§ Task directions
Write out a passage from the catalog entry on Lucy Stone's "Bible Position of Woman" word for word, beginning at the words "Stone, Lucy. Bible" and stopping after "In custom-made lettercase.".

§ Passage shown
Bible Position of Woman.

Stone, Lucy. Bible Position of Woman. Indianapolis: The Indiana Free Democrat, Thursday, December 8, 1853.

Printed news sheets - 19 x 25” (folded to 9-1/2 x 12-1/2”), sheets disbound with discreet stab holes at right margin. In custom-made lettercase.

At the behest of Abby Kelly Foster, the American Anti-Slavery Society hired Lucy Stone in the fall of 1847 to lecture on the abolition of slavery. She soon undertook to speak out on women’s rights as well. Though sometimes heckled, she proved an able and sought-after lecturer. NAW provides a vivid portrait: “An impressive speaker, she drew large audiences. As a young woman she looked like a small pink-cheeked schoolgirl, with her smooth brown hair cut round at the neck and her clear gray eyes; but her voice was her chief asset—low and musical, yet clear and strong. She used no rhetorical tricks and little humor, but concentrated intensely on her subject, her very sincerity producing a natural eloquence that stirred her listeners.”

§ Rows
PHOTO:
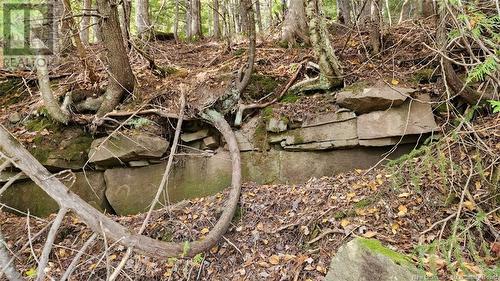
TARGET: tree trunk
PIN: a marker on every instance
(82, 52)
(96, 27)
(121, 79)
(143, 23)
(176, 21)
(196, 19)
(427, 8)
(295, 26)
(258, 15)
(189, 21)
(85, 24)
(330, 69)
(375, 33)
(215, 11)
(270, 11)
(344, 12)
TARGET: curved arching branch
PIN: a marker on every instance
(99, 222)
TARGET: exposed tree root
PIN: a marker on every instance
(100, 223)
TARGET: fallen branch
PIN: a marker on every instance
(113, 230)
(242, 107)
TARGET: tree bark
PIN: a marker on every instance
(176, 21)
(215, 11)
(143, 22)
(295, 26)
(330, 68)
(85, 23)
(80, 48)
(344, 12)
(258, 15)
(196, 19)
(121, 79)
(375, 32)
(100, 223)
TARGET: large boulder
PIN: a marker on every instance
(320, 136)
(374, 98)
(411, 118)
(24, 196)
(121, 148)
(368, 260)
(131, 190)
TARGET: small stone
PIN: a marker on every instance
(138, 163)
(210, 143)
(15, 117)
(189, 137)
(276, 125)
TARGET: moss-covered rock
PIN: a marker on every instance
(368, 260)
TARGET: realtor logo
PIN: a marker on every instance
(25, 22)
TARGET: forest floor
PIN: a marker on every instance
(284, 232)
(290, 232)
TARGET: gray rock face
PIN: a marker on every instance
(375, 98)
(189, 137)
(276, 125)
(121, 148)
(24, 196)
(367, 260)
(336, 134)
(411, 118)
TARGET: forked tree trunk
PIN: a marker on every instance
(80, 48)
(215, 11)
(85, 23)
(121, 79)
(143, 22)
(330, 68)
(295, 26)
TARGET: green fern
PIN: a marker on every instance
(496, 105)
(478, 72)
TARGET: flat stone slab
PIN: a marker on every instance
(373, 98)
(367, 260)
(336, 131)
(121, 148)
(330, 117)
(24, 196)
(411, 118)
(189, 137)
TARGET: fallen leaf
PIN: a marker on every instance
(370, 234)
(402, 210)
(344, 223)
(274, 259)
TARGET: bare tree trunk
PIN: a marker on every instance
(215, 10)
(258, 15)
(295, 26)
(196, 19)
(85, 23)
(375, 34)
(344, 14)
(143, 23)
(427, 8)
(80, 48)
(176, 21)
(189, 21)
(121, 79)
(96, 28)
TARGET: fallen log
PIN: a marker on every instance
(102, 224)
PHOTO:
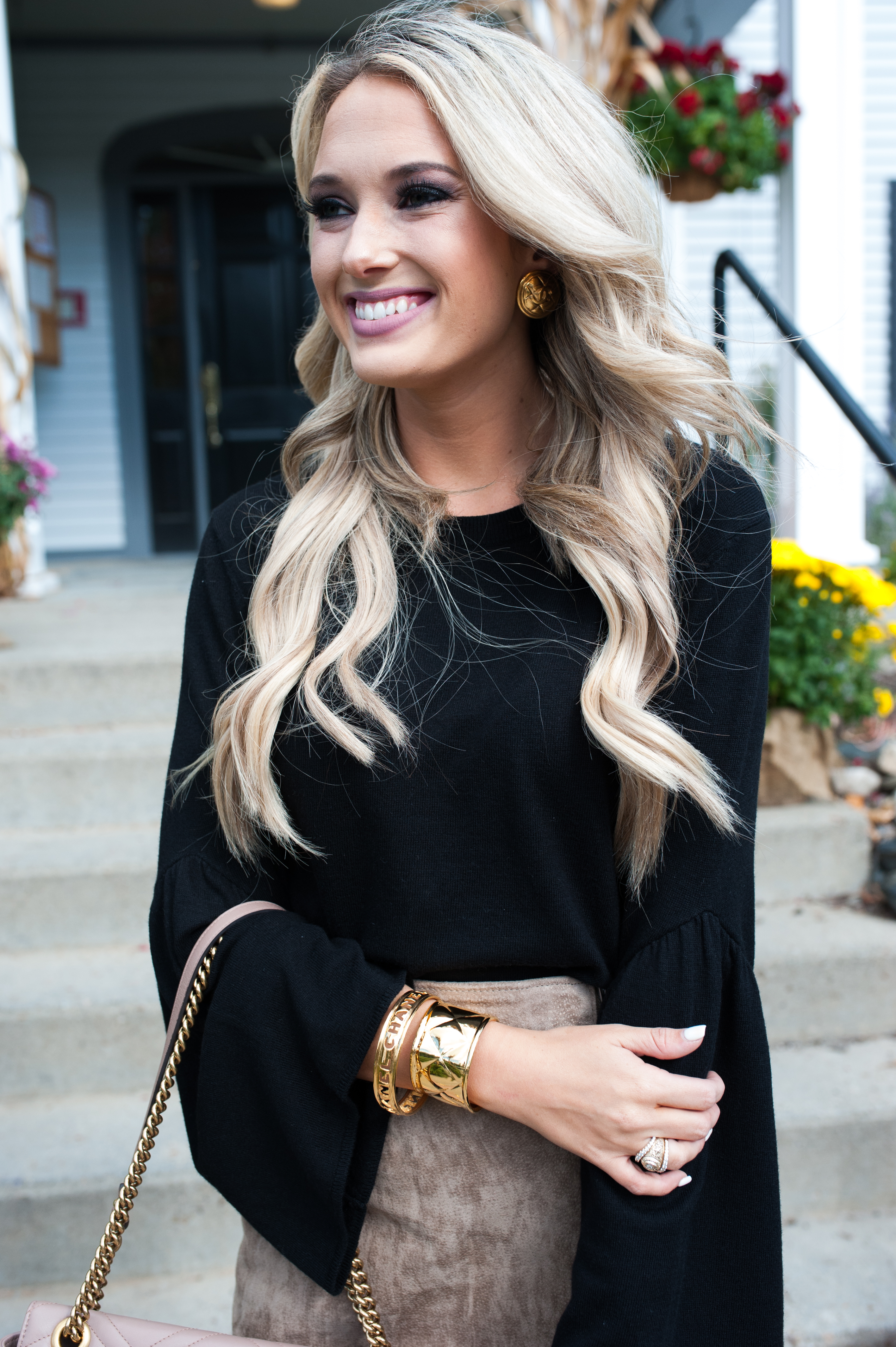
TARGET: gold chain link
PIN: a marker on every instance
(76, 1326)
(364, 1304)
(75, 1329)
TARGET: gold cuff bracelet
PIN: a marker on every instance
(387, 1058)
(442, 1053)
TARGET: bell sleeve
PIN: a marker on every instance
(275, 1117)
(704, 1265)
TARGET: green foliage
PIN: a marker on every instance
(700, 123)
(824, 655)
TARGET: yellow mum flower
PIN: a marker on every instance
(884, 699)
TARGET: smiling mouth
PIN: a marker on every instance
(374, 312)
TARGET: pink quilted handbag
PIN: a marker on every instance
(54, 1326)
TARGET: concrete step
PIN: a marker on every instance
(192, 1299)
(88, 692)
(71, 778)
(76, 887)
(810, 852)
(840, 1283)
(836, 1117)
(79, 1020)
(825, 973)
(61, 1164)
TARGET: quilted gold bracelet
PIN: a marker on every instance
(389, 1050)
(442, 1053)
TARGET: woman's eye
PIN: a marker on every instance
(412, 198)
(328, 208)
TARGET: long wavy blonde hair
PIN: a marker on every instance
(637, 407)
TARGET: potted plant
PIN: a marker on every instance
(700, 134)
(826, 648)
(23, 481)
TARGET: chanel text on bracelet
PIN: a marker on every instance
(442, 1053)
(387, 1058)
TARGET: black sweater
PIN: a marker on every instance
(487, 852)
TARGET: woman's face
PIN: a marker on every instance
(418, 283)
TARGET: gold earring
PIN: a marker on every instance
(539, 294)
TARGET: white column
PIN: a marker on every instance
(828, 273)
(19, 413)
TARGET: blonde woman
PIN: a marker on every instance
(476, 694)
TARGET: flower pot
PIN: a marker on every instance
(797, 760)
(690, 185)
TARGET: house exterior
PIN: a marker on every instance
(157, 134)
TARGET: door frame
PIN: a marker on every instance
(119, 181)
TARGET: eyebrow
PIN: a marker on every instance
(332, 180)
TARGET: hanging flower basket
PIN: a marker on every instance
(700, 134)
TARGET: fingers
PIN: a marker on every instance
(684, 1124)
(659, 1043)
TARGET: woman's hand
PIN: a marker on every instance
(588, 1090)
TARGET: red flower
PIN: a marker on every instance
(670, 54)
(771, 85)
(689, 103)
(708, 161)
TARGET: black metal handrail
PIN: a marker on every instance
(879, 444)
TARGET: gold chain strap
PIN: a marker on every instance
(364, 1304)
(76, 1327)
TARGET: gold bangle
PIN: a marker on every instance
(387, 1058)
(442, 1053)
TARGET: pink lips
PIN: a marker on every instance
(383, 327)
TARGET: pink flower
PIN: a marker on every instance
(708, 161)
(771, 85)
(689, 103)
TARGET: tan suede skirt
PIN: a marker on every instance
(472, 1225)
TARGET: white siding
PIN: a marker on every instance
(69, 108)
(746, 222)
(880, 170)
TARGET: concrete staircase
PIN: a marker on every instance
(87, 712)
(87, 708)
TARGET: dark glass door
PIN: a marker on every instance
(165, 372)
(255, 297)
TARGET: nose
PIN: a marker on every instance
(370, 244)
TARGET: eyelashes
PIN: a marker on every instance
(414, 194)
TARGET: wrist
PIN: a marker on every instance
(498, 1069)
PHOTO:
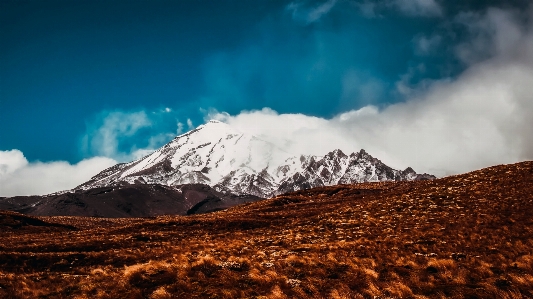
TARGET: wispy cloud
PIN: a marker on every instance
(448, 126)
(425, 8)
(20, 177)
(128, 135)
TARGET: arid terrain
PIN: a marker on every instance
(465, 236)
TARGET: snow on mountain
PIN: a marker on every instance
(235, 162)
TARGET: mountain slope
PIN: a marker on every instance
(139, 200)
(234, 162)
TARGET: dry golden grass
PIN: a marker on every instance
(467, 236)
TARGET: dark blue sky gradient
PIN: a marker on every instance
(65, 64)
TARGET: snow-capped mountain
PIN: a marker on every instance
(230, 161)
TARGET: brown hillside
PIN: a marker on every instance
(465, 236)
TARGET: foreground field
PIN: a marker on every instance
(467, 236)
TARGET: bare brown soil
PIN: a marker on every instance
(466, 236)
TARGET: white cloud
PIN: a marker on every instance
(479, 119)
(426, 45)
(427, 8)
(38, 178)
(310, 15)
(104, 140)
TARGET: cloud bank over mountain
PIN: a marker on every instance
(20, 177)
(481, 118)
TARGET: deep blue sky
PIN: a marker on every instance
(65, 66)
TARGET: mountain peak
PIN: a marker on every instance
(234, 162)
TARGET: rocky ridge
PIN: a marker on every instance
(238, 163)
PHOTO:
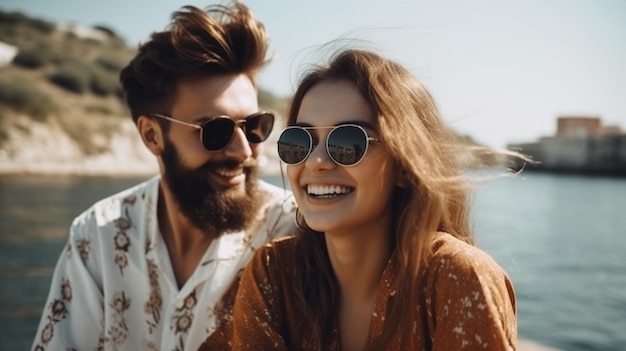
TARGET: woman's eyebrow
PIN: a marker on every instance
(361, 123)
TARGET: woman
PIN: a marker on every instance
(385, 258)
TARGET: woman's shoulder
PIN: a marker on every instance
(276, 254)
(451, 255)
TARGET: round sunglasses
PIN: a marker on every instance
(346, 144)
(217, 132)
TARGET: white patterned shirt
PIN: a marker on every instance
(114, 288)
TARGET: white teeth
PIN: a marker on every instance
(320, 190)
(229, 174)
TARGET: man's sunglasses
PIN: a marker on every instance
(217, 132)
(346, 144)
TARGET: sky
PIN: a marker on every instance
(499, 71)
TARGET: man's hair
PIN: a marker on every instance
(219, 40)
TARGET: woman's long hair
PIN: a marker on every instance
(435, 199)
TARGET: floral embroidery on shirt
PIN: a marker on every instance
(118, 331)
(183, 317)
(58, 312)
(122, 242)
(84, 248)
(155, 302)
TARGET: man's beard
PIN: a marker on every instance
(214, 211)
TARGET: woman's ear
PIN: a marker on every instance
(151, 134)
(403, 179)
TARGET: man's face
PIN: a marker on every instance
(215, 190)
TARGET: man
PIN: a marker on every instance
(155, 267)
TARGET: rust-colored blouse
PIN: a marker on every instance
(467, 302)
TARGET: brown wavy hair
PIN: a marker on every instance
(435, 199)
(219, 40)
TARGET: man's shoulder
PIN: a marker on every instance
(116, 206)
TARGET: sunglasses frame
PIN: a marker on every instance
(237, 123)
(312, 146)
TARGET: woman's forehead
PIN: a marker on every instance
(335, 102)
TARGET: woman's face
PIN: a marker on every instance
(335, 198)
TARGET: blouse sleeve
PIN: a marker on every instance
(473, 303)
(256, 316)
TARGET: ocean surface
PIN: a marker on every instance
(562, 240)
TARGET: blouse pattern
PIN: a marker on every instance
(467, 302)
(114, 287)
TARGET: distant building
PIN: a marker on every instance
(7, 53)
(581, 145)
(578, 126)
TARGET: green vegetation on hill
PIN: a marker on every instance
(70, 79)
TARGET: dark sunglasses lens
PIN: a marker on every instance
(347, 145)
(259, 127)
(294, 145)
(216, 133)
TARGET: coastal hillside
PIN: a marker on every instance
(61, 107)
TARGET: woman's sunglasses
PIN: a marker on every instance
(217, 132)
(346, 144)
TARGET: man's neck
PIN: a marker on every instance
(186, 244)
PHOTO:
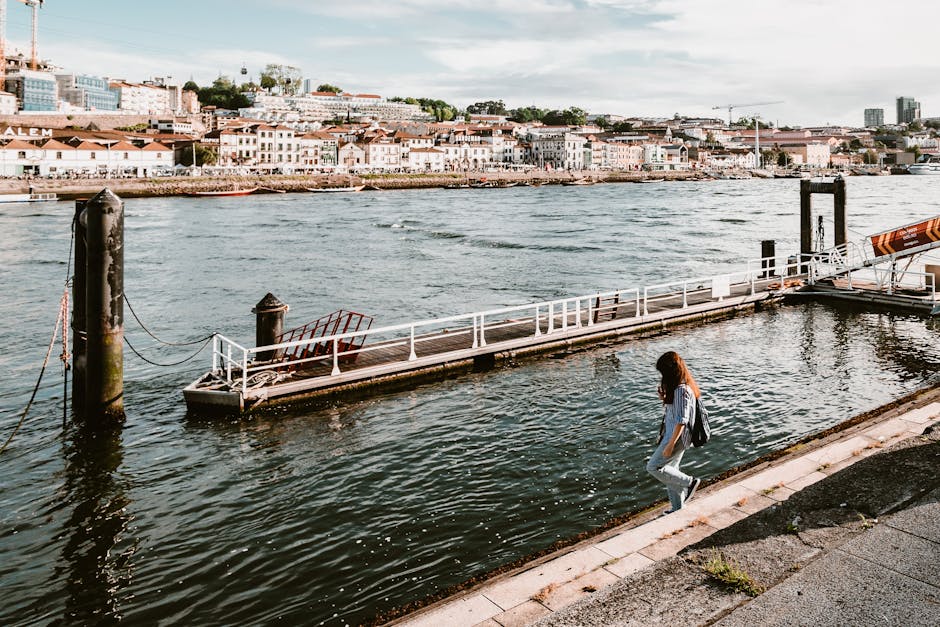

§ The solution
Stone, Lucy. Bible Position of Woman. Indianapolis: The Indiana Free Democrat, Thursday, December 8, 1853.

Printed news sheets - 19 x 25” (folded to 9-1/2 x 12-1/2”), sheets disbound with discreet stab holes at right margin. In custom-made lettercase.